Would you transcribe the entries below word for word, omitting all images?
───── Entries supplied ─────
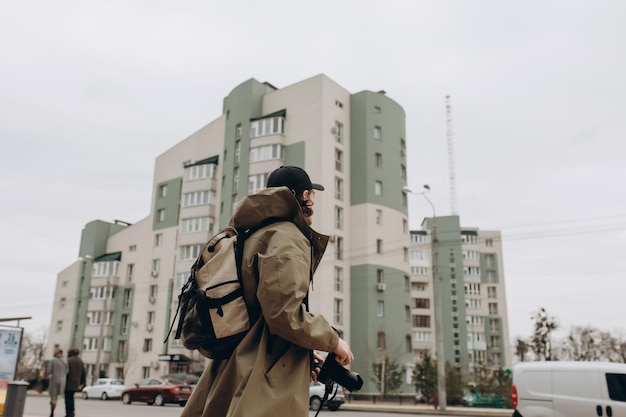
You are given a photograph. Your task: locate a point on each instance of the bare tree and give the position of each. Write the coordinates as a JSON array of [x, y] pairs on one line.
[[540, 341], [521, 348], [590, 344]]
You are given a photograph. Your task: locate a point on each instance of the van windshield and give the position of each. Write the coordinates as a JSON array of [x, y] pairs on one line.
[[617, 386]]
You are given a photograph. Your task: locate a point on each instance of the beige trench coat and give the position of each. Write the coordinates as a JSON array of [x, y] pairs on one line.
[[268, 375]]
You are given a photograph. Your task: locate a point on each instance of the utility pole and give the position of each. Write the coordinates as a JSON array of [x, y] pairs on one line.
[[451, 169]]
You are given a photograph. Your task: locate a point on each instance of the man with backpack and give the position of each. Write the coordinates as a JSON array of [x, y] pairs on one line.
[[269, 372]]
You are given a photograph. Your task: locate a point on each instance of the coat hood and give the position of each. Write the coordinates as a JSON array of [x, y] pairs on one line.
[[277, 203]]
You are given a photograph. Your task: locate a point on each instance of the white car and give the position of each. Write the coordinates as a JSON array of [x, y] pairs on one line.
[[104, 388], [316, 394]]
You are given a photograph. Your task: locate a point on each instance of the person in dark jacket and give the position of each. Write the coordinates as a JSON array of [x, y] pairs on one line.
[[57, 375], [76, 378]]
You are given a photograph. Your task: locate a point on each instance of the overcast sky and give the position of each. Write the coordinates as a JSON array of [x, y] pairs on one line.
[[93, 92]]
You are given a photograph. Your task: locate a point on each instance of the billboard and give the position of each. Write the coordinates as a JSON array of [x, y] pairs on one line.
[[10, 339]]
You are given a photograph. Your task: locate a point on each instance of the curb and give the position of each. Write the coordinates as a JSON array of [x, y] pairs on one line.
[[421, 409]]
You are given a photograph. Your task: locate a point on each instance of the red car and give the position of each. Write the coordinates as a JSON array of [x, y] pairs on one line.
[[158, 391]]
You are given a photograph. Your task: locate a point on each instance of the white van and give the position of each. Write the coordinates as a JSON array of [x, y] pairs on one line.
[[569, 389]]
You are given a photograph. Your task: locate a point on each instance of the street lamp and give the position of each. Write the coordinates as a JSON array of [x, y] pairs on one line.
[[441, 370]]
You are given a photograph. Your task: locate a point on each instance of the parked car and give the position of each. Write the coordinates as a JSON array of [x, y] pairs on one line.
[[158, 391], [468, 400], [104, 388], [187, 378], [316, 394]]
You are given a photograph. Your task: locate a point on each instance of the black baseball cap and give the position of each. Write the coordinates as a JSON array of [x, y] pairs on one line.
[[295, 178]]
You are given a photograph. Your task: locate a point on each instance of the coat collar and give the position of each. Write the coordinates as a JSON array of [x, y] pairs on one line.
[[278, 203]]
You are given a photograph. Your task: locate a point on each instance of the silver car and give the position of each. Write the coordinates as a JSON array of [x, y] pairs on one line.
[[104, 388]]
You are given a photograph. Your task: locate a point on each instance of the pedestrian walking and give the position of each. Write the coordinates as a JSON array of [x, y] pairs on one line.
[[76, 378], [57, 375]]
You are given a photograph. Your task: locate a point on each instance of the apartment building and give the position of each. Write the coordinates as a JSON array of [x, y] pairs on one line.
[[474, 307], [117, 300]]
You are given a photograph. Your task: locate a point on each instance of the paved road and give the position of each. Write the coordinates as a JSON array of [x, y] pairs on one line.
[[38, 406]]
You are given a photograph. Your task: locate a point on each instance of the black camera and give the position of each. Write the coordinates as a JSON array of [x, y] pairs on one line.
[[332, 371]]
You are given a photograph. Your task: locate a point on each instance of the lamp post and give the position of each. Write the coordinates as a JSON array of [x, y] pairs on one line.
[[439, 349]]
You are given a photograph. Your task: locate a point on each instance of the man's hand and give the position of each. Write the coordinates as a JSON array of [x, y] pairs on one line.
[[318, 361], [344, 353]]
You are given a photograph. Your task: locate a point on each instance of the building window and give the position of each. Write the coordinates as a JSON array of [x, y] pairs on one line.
─────
- _The completed task_:
You are given a photograph. Your task: locate a point on each instance of the bare tree and give the position of each. Write the coordinates as a JSON array of [x, y] pairs on one line.
[[540, 341], [521, 348], [590, 344]]
You are given a photograph. Your task: locate a point on each instance of the van windshield and give the position of each. Write the coordinates as a JSON array of [x, y] pairs on one line.
[[617, 386]]
You are given a photograph. Your task: locate a point on each instance of the beige trench coat and give the position of each. Write the coordinates as a JSON array of [x, y] pairs on one line.
[[268, 375]]
You are given a photograph. Your task: locate a point on each instance of the utility pole and give the position of each. Write the coordinates as a JSON array of [x, y] pairs on one line.
[[451, 169]]
You are given a photograph. Your task: locate a point on each instance of the man with backpack and give the position of each. Write the coordinates as a JSON array of [x, y] pairs on one line.
[[269, 372]]
You are given a photograph. Your task: locate a point on each instance of the coat hood and give the position of each. Write the coordinates as a JSON array of [x, y] pairs on one line.
[[277, 203]]
You are given a photograph. Your task: locate a point on each instance of the white car and give the position of each. Write the coordinates as a JSON array of [x, y] pairs on one line.
[[104, 388], [316, 394]]
You are given a photograph. Your task: locate a point on each instance of the person in dark jacket and give the position of each. Write the coordinates as a JSON array of [x, y] pairs on one line.
[[57, 375], [76, 378]]
You are given a photograph. Your task: locate a point on each instance of the overcast sky and give the position of each. Write the coordinates as a JSON array of [x, y] pairs on one line.
[[93, 92]]
You are given a photograph. Your task: locate a point on each instance of the billboard and give the position of each. Write the coordinates as a JSON array of [x, y] pairs on one line.
[[10, 339]]
You are given a photograph. Your task: locate a point on each instance of the curb and give the position of each. Write the coordinates as a JSON array of [x, y] pairs on one line.
[[421, 409]]
You are given a photograph. Your task: locate a point on each instance of the red car and give the position of each. Write the coordinates as a JSON array of [x, y] pairs on one line.
[[158, 391]]
You are given a photograph. Your task: locate a point on each instance of the white van and give the position of each. Write the coordinates as a JSON array of [x, y] pairs on one line.
[[569, 389]]
You are given a photograph. Your task: locate a point on each instance of the street lamp and give the position of each. Write the coordinates as a JSON array of [x, y] pairs on one line.
[[441, 370]]
You are given a photograph. Your task: locate a point on each instance of the parked car and give the position of each. Write the coordinates as a JSON array of [x, y] pairs on one line.
[[158, 391], [468, 400], [104, 388], [187, 378], [316, 394]]
You are given a photograph. Your task: locate a point on each instance of the black baseball cap and give the position of each. Write the coordinates as a JSON array of [x, y] pairs on one line.
[[295, 178]]
You are given a photograph. Your task: locate a point on each instance of the coat collar and give the position of each. Write the coordinates as a JSON array of [x, y] pairs on one line.
[[278, 203]]
You are given a photograph. Your task: locate a point on each instance of the silver car and give the position of each. Write the coordinates as a JSON array of [x, y] pairs on one line.
[[104, 388]]
You are given a photograph. Your task: locate a point on each instance of the pedestrian walking and give the position of each. Write the coordinates as a JSON array of [x, y] pairs on one line.
[[76, 378], [57, 375]]
You are given a photograph. Your task: locate a point on each instance of the apartment building and give the position of each. Write the coordinates as a JSON array of [x, y] pairs on one line.
[[474, 307], [117, 300]]
You are given a photograph. Your task: locate a point on each instance of the paved road and give the position of each. Write the coordinates as a JSON array of [x, y] pairs on one line.
[[38, 406]]
You are given a photograph. Your task: locate a point on each instance of the black camera and give the position of each. Write the coordinates as a JSON array of [x, y] pairs on one line.
[[332, 371]]
You are given a photograph. Your task: locate a point on each instance of the lamp post and give the position of each. Write the coordinates as a JSON array of [x, y] pairs on one line.
[[439, 349]]
You are given a photograph. Your task: locate a point on each instance of the man's hand and give the position of each. Write the coordinates as a JSON array of [x, y] pairs on one line.
[[318, 361], [344, 353]]
You are given a photograph. Your task: locate a point on each instance of the building window and give the position of each. Write the coordinates as a JSON array of [x, y] pairs on one line.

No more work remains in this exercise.